Data provided:
-- begin --
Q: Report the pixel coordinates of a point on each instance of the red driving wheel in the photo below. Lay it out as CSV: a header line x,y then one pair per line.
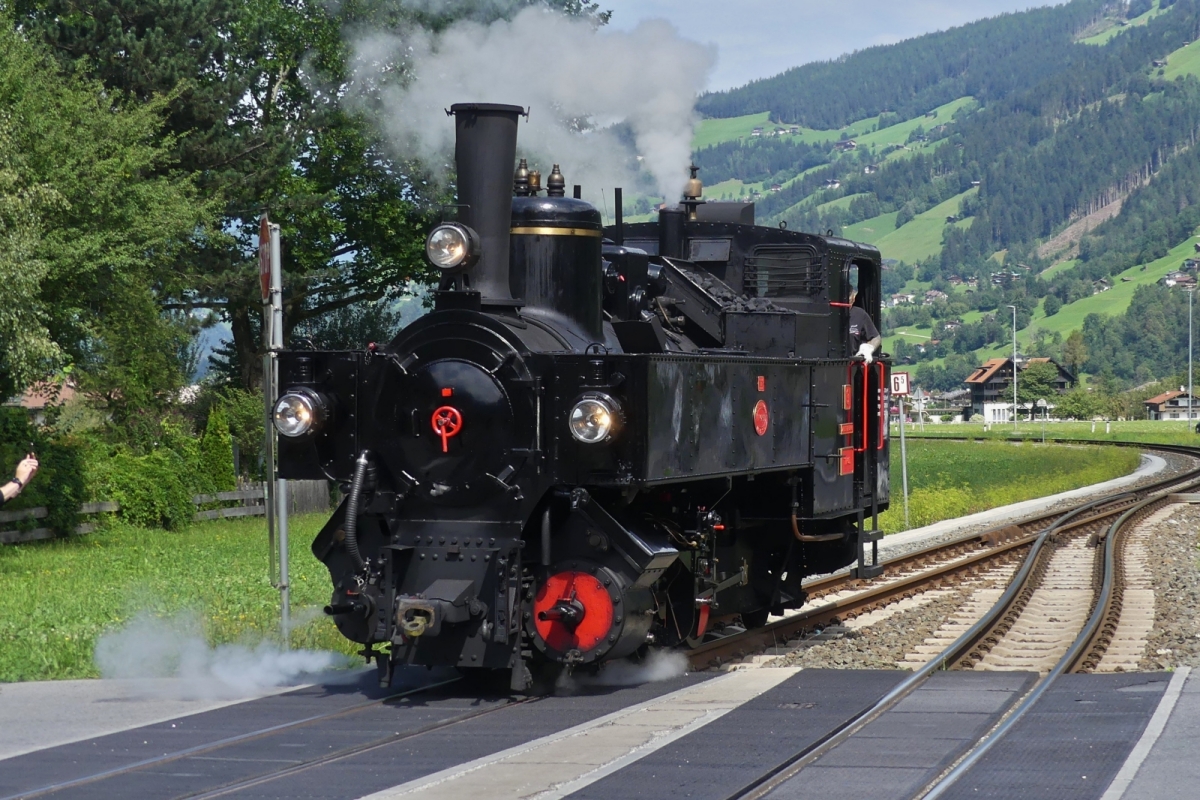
-- end --
-- begin --
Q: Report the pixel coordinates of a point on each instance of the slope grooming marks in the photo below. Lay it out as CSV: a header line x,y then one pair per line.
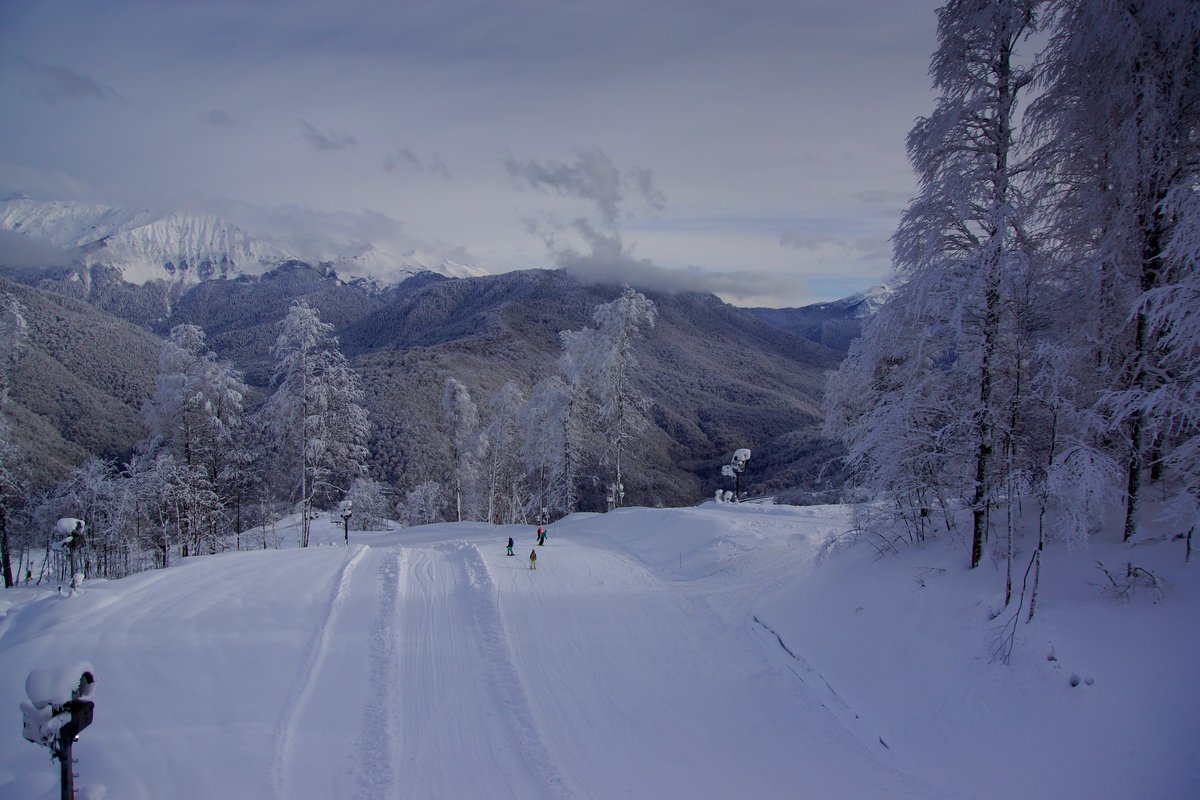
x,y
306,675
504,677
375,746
-- end --
What the task asks:
Extract every line of the entries above that contains the word "instance", and reproduce each such line in full.

Expected output:
Q: Report the pixel coordinates of a point on each instance of the red driving wheel in the photo below. Lay it out as CSV: a header line x,y then one pair per line.
Q: Report the pixel coordinates of a point on each instance of the slope grooming marks in the photo below. Lay it out as CSV: a header line x,y then one pair per line.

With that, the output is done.